### [Referring expression pointing data]

□ □ □ □

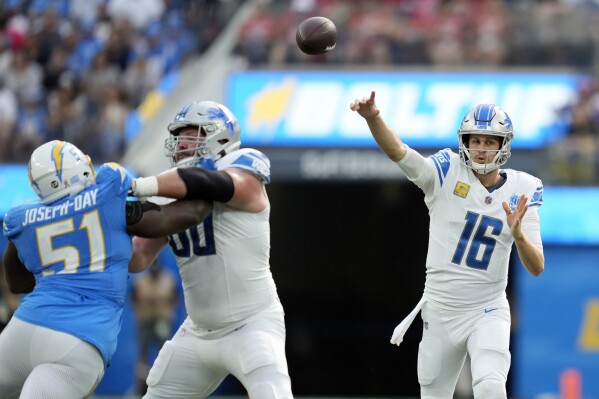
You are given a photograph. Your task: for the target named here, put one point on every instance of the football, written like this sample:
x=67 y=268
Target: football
x=316 y=35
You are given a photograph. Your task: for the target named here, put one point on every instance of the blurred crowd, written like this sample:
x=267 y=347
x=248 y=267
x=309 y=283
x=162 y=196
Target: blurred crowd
x=77 y=69
x=443 y=33
x=454 y=34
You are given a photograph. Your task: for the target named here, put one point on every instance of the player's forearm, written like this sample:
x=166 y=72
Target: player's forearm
x=386 y=138
x=19 y=279
x=144 y=253
x=531 y=257
x=167 y=184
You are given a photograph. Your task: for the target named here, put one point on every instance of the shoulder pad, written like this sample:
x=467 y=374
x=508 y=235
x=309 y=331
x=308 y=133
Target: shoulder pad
x=442 y=161
x=112 y=171
x=247 y=159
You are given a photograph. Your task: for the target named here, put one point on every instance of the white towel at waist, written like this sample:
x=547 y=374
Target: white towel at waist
x=401 y=329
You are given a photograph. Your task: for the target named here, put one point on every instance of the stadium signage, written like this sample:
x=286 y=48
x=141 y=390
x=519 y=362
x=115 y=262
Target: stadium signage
x=311 y=109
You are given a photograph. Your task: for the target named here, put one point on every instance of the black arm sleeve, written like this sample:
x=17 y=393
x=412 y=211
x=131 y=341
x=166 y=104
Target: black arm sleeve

□ □ □ □

### [Exercise]
Starting with the line that contains "of the black", return each line through the last one of the data above, exactly as written and nothing more.

### [Response for this exercise]
You are given a photograph. Your task: for the target named here, put one point on every instance of the black arm sleeve, written like this sample:
x=17 y=393
x=412 y=211
x=131 y=341
x=166 y=104
Target: black arm sleeve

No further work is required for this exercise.